X

Gerçek başarı: Başkalarını değil, kendinizi mutlu etmek için yaşamak

Hayatımın büyük bölümünü “başarı” diye bize öğretilen tanımların hakkını vermeye çalışarak geçirdim: İyi öğrenci, örnek evlat, kurumsal şirkette işe başlayan yeni mezun, işinde yükselip yönetici olan beyaz yakalı…

Ve bunlar her ne kadar tüm çevremde başarı olarak tanımlansa, başkalarının çocuklarına örnek olarak gösterdiği sıfatlar olsa da, ben kendimi hiç “tamamlanmış” hissetmedim. Hatta “tamamlanmış” olmanın ne demek olduğunun farkında bile değildim. İçimde yüzeysel bir gurur vardı, “başarılı olduğum”, başkalarını mutlu ettiğim, onları iyi hissettirdiğim için kendimi kandırdığım bir sahte mutluluk. Hep bir şeyler eksikti. Zaten beklenti de buydu: “Bir şeyi iyi yapınca, bir sonraki adımda neyi daha iyi yapacaksın?” Durma şansın yok, tökezleme, vazgeçme, hata yapma… Görevin hep sana biçilen rolü oynamak, senden bekleneni yapmak… Yoksa başkaları hayal kırıklığına uğrar, başkaları üzülür, başkalarının gözünde değerin düşer.

════════

Yazılı talep 1:
Makaleye göre şu soruları yanıtlayın:
(a) Yazar, bize başarı diye öğretilen tanımlara hangi örnekleri veriyor?
(b) Yazar, içindeki sahte mutluluğu neye dayandırarak kendini kandırdığını söylüyor?
(c) Yazar, kendisinden beklenenleri hangi soruyla dile getiriyor?
Yazılı talep 2: Başkalarının beklentilerine göre tanımlanan başarıyı anlatan makaleyi, son cümlesinden sonra kaldığı yerden sürdürün.
Aşağıdaki kayıtların bu çalışmada hiçbir rolü yoktur.

Gösterilen bilgiler:
════════

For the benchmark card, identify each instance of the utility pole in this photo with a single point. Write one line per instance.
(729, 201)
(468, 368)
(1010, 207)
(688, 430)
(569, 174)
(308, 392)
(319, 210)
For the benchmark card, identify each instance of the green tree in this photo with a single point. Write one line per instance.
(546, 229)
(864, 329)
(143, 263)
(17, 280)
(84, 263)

════════

Alıştırma sonucu 1:
(a) İyi öğrenci, örnek evlat, kurumsal şirkette işe başlayan yeni mezun ve işinde yükselip yönetici olan beyaz yakalı.
(b) Başarılı olduğuna, başkalarını mutlu edip onları iyi hissettirdiğine.
(c) "Bir şeyi iyi yapınca, bir sonraki adımda neyi daha iyi yapacaksın?"

Alıştırma sonucu 2:
Bu öyle bir döngü ki, ne yaptığının, ne için yaptığının farkında bile olmadan sürekli kendini yeni bir başarı yarışında bulma ve özünde başarısız hissetme hali! Herkese göre her şeyinin tam olduğu, ideal eş, evlat, çalışan olduğun, sana göre ise neden olduğunu bilmediğin, hatta sürekli “Neden böyle hissediyorum?” diye kendini yargıladığın kronik bir mutsuzluk, depresyon hali… Bazen önüne geçilemez bir yemek yeme isteği, sık sık baş ağrıları, enerjisiz, renksiz bir ifade, bazen bir dışavurum, “Bu ben miyim?” diye sorduğun durumlar, davranışlar…

Ne zaman ki, aslında kendimi tam hissettiğimi sandığım, mutlu olduğum anların, aslında sadece başkalarını mutlu etmek, bana öğretilen doğruları uygulamak ve ailemi gururlandırmak için olduğunu anladım, işte dünya o zaman değişti.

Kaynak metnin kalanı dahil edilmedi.